++++ EXERCISE DATA ++++

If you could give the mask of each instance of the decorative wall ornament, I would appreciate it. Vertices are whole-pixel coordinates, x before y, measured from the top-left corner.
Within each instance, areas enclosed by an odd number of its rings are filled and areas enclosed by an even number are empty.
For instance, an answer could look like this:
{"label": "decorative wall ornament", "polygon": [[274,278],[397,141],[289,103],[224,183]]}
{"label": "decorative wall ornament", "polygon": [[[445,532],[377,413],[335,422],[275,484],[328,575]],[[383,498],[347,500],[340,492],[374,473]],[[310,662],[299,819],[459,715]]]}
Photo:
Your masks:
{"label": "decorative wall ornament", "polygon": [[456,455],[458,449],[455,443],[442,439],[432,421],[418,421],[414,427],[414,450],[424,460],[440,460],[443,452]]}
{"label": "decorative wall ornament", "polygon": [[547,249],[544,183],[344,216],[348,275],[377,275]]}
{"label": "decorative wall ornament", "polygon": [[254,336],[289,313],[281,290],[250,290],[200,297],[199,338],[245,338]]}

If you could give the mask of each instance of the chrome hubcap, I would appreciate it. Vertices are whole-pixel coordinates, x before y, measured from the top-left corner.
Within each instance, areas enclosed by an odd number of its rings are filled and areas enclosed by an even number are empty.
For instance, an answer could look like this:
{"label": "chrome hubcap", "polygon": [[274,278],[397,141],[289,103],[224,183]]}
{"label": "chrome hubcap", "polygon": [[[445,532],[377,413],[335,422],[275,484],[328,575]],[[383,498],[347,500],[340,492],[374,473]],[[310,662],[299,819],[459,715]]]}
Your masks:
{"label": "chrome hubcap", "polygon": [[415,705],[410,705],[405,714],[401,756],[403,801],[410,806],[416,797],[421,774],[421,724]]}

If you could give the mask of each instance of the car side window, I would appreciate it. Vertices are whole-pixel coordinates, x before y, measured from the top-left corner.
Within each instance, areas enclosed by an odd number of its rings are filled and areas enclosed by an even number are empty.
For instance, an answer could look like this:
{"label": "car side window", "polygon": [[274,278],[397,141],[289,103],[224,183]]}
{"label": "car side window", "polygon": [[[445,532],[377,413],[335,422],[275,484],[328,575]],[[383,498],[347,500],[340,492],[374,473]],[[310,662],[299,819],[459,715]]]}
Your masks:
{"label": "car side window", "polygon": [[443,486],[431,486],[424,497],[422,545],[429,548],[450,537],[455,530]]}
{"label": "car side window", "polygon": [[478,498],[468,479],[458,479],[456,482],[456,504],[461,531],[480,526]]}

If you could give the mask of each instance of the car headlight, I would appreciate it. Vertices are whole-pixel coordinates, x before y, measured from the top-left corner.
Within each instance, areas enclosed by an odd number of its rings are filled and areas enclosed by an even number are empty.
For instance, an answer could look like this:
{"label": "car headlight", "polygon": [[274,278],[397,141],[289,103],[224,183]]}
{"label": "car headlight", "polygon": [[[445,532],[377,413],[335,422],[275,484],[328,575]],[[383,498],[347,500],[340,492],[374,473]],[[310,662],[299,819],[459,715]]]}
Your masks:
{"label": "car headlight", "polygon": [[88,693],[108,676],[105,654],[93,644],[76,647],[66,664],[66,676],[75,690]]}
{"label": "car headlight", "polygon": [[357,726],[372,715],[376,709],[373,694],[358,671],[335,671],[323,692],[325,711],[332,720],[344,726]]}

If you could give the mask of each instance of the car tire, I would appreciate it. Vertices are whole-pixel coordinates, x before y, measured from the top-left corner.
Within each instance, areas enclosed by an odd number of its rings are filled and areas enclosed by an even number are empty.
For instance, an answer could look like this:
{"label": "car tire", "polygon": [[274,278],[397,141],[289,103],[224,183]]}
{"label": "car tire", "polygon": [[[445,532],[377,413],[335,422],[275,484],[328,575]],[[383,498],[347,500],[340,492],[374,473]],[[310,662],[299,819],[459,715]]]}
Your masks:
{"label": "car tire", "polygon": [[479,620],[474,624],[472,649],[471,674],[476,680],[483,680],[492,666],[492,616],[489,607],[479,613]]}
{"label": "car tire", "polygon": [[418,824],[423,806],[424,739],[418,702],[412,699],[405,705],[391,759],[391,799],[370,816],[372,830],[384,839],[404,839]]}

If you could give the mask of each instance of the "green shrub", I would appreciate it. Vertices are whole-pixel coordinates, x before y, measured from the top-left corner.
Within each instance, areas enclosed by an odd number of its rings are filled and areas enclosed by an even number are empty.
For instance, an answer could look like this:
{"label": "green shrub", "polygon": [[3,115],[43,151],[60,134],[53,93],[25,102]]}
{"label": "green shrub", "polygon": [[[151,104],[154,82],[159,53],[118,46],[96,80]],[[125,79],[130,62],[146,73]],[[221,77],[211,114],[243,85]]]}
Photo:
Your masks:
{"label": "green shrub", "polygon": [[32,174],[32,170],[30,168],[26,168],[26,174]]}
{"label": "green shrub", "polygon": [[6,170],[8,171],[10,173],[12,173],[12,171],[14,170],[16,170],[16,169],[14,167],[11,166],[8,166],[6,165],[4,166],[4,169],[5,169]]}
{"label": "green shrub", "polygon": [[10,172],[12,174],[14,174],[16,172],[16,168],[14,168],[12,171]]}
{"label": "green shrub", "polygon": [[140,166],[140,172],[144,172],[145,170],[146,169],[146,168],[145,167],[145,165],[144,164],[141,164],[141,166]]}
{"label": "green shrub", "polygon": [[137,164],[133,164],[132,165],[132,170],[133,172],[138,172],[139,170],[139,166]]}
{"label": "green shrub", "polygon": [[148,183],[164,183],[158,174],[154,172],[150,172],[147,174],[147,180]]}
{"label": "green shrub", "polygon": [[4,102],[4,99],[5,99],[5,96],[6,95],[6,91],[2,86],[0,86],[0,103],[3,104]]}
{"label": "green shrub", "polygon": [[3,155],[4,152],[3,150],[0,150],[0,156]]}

++++

- _TO DO_: Reproduce the listing above verbatim, from first line to last.

- _RESPONSE_:
If you could give the mask of each instance of the decorative wall ornament, I would appreciate it. Vertices are whole-pixel coordinates, x before y, measured from the top-left corner.
Within each instance, areas enclosed by an odd number of its rings are filled and areas enclosed by an even number are empty.
For instance, an answer could look like this:
{"label": "decorative wall ornament", "polygon": [[274,278],[397,141],[289,103],[224,183]]}
{"label": "decorative wall ornament", "polygon": [[[445,532],[377,413],[335,422],[275,484],[328,575]],[[383,498],[347,500],[340,492],[374,473]],[[310,662],[299,819],[459,715]]]}
Photo:
Your masks:
{"label": "decorative wall ornament", "polygon": [[456,455],[458,449],[455,443],[442,439],[432,421],[418,421],[414,427],[414,450],[424,460],[440,460],[443,452]]}
{"label": "decorative wall ornament", "polygon": [[547,249],[544,183],[344,216],[348,275],[377,275]]}
{"label": "decorative wall ornament", "polygon": [[254,336],[289,313],[281,290],[250,290],[200,297],[199,338],[245,338]]}

If you could give the mask of each instance of the chrome hubcap, I would appreciate it. Vertices are whole-pixel coordinates, x before y, measured from the top-left corner.
Within each instance, areas enclosed by an odd number of its rings are filled and areas enclosed by an even number are empty.
For instance, an answer could look like this:
{"label": "chrome hubcap", "polygon": [[274,278],[397,141],[289,103],[224,183]]}
{"label": "chrome hubcap", "polygon": [[[445,532],[377,413],[335,422],[275,484],[328,575]],[[383,498],[347,500],[340,492],[374,473]],[[310,662],[299,819],[459,715]]]}
Your masks:
{"label": "chrome hubcap", "polygon": [[415,705],[410,705],[405,714],[401,756],[403,801],[410,806],[416,797],[421,774],[421,724]]}

If you could give the mask of each instance of the car side window, I would appreciate it. Vertices are whole-pixel coordinates, x before y, measured from the top-left corner.
Within each instance, areas enclosed by an odd number of its rings are filled and areas enclosed by an even number are empty.
For instance, an answer could look like this:
{"label": "car side window", "polygon": [[274,278],[397,141],[289,103],[224,183]]}
{"label": "car side window", "polygon": [[[445,532],[377,413],[335,422],[275,484],[328,575]],[[383,498],[347,500],[340,492],[374,473]],[[310,662],[299,819],[459,715]]]}
Your masks:
{"label": "car side window", "polygon": [[443,486],[431,486],[424,497],[422,545],[429,548],[450,537],[455,530]]}
{"label": "car side window", "polygon": [[478,498],[468,479],[458,479],[456,482],[456,504],[461,531],[480,526]]}

If you could give the mask of each instance of the car headlight, I would appreciate it. Vertices are whole-pixel coordinates, x before y, measured from the top-left corner.
Within each instance, areas enclosed by an odd number of its rings are filled and areas enclosed by an even number are empty.
For instance, an answer could look like this:
{"label": "car headlight", "polygon": [[274,278],[397,141],[289,103],[224,183]]}
{"label": "car headlight", "polygon": [[[445,532],[377,413],[335,422],[275,484],[328,575]],[[383,498],[347,500],[340,492],[374,473]],[[310,662],[299,819],[459,715]]]}
Your masks:
{"label": "car headlight", "polygon": [[88,693],[108,676],[105,654],[93,644],[76,647],[66,664],[66,676],[75,690]]}
{"label": "car headlight", "polygon": [[357,726],[372,715],[376,709],[373,694],[358,671],[335,671],[323,692],[325,711],[332,720],[344,726]]}

If you could give the mask of each instance of the car tire, I would appreciate it. Vertices are whole-pixel coordinates, x before y, measured from the top-left corner.
Within each instance, areas enclosed by an odd number of its rings are filled and areas enclosed by an even number are empty.
For instance, an answer could look like this:
{"label": "car tire", "polygon": [[274,278],[397,141],[289,103],[224,183]]}
{"label": "car tire", "polygon": [[[445,532],[377,413],[335,422],[275,484],[328,575]],[[383,498],[347,500],[340,492],[374,473]],[[310,662],[299,819],[459,715]]]}
Your masks:
{"label": "car tire", "polygon": [[479,620],[474,624],[472,649],[471,674],[476,680],[483,680],[492,666],[492,616],[489,607],[479,613]]}
{"label": "car tire", "polygon": [[418,824],[423,806],[424,739],[418,702],[412,699],[405,705],[391,759],[391,799],[370,816],[372,830],[384,839],[404,839]]}

If you could give the mask of each instance of the "green shrub", I would appreciate it. Vertices are whole-pixel coordinates, x before y, measured from the top-left corner.
Within each instance, areas enclosed by an odd number of its rings are filled and areas enclosed by an even number are empty.
For instance, an answer could look like this:
{"label": "green shrub", "polygon": [[3,115],[43,151],[60,134],[53,93],[25,102]]}
{"label": "green shrub", "polygon": [[[151,104],[154,82],[159,53],[118,46],[96,80]],[[125,79],[130,62],[146,73]],[[221,77],[211,114],[243,85]]]}
Photo:
Your masks:
{"label": "green shrub", "polygon": [[32,174],[32,170],[30,168],[26,168],[26,174]]}
{"label": "green shrub", "polygon": [[6,170],[8,171],[10,173],[12,173],[12,171],[14,170],[16,170],[16,169],[14,167],[11,166],[8,166],[6,165],[4,166],[4,169],[5,169]]}
{"label": "green shrub", "polygon": [[10,172],[12,174],[14,174],[16,172],[16,168],[14,168],[12,171]]}
{"label": "green shrub", "polygon": [[140,166],[140,172],[144,172],[145,170],[146,169],[146,168],[145,167],[145,165],[144,164],[141,164],[141,166]]}
{"label": "green shrub", "polygon": [[137,164],[133,164],[132,165],[132,170],[133,172],[138,172],[139,170],[139,166]]}
{"label": "green shrub", "polygon": [[148,183],[164,183],[158,174],[154,172],[150,172],[147,174],[147,180]]}
{"label": "green shrub", "polygon": [[4,102],[4,99],[5,99],[5,96],[6,95],[6,91],[2,86],[0,86],[0,103],[3,104]]}
{"label": "green shrub", "polygon": [[3,155],[4,152],[3,150],[0,150],[0,156]]}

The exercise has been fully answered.